**YOUR GOAL**
All of the data must be printed exactly; please include every line.

**DATA**
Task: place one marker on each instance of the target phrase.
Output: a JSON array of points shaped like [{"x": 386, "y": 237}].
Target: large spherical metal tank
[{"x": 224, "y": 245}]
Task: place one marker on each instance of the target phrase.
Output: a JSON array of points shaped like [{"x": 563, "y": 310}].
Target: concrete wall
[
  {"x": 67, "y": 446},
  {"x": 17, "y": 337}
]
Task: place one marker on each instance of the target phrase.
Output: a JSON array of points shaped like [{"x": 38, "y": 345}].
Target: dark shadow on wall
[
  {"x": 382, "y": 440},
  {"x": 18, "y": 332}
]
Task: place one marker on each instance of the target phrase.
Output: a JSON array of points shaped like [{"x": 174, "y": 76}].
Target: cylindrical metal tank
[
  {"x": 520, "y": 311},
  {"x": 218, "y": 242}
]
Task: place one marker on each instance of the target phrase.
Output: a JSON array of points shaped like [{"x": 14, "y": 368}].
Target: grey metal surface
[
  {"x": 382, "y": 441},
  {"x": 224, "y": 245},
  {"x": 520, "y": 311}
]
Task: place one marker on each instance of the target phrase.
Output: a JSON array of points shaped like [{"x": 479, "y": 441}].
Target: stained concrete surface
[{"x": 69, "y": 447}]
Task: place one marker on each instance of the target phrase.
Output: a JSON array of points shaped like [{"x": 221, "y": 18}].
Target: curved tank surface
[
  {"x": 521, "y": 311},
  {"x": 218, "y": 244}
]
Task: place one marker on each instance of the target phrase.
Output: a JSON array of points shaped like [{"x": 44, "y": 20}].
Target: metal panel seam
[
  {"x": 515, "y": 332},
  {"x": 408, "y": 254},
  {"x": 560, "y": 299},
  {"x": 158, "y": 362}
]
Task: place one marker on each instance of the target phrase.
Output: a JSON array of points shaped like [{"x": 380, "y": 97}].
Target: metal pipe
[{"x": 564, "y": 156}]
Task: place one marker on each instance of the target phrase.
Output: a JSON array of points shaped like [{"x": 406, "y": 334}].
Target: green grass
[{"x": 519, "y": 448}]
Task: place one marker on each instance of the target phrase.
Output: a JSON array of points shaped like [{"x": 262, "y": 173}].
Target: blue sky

**ANSWER SPACE**
Task: place one marker on each instance of the target phrase.
Output: a JSON array of points shaped like [{"x": 386, "y": 237}].
Target: large spherical metal tank
[{"x": 224, "y": 245}]
Task: place one marker on each instance of the target phrase.
Output: a JSON array of points shaped like [{"x": 563, "y": 310}].
Target: concrete wall
[
  {"x": 67, "y": 446},
  {"x": 17, "y": 337}
]
Task: place one marker on each instance of the target phrase.
Output: a JSON array of points shaped like [{"x": 38, "y": 345}].
Target: dark shadow on wall
[
  {"x": 382, "y": 440},
  {"x": 18, "y": 332}
]
Task: place one marker on each instance of the target phrase.
Output: a JSON array of points shaped like [{"x": 174, "y": 76}].
Target: cylindrical metal tank
[
  {"x": 520, "y": 311},
  {"x": 218, "y": 242}
]
Task: place one marker on each instance of the target phrase.
Output: a JSON array of points shaped like [{"x": 14, "y": 368}].
Target: grey metal surface
[
  {"x": 382, "y": 441},
  {"x": 224, "y": 245},
  {"x": 520, "y": 311}
]
Task: place one marker on each instance of the target phrase.
Output: a JSON array of points shaped like [{"x": 479, "y": 441}].
Target: stained concrete surface
[{"x": 69, "y": 447}]
Task: place one marker on each instance of the target phrase.
Output: a JSON array of points shaped like [{"x": 221, "y": 18}].
Target: curved tank surface
[
  {"x": 521, "y": 311},
  {"x": 218, "y": 244}
]
Task: place one marker on each instance of the target phrase.
Output: a JSON array of points shaped like [{"x": 44, "y": 20}].
Target: metal panel seam
[
  {"x": 515, "y": 332},
  {"x": 408, "y": 254},
  {"x": 560, "y": 299},
  {"x": 158, "y": 362}
]
Task: place one marker on each instance of the target phrase.
Output: a JSON array of points shaped like [{"x": 380, "y": 97}].
Target: metal pipe
[{"x": 564, "y": 156}]
Task: place one marker on each instance of the target phrase.
Output: a JSON array of points shaped like [{"x": 406, "y": 334}].
Target: green grass
[{"x": 519, "y": 448}]
Task: place one marker on each instance of the target phrase.
Output: a JSON array of points shaped like [{"x": 262, "y": 173}].
Target: blue sky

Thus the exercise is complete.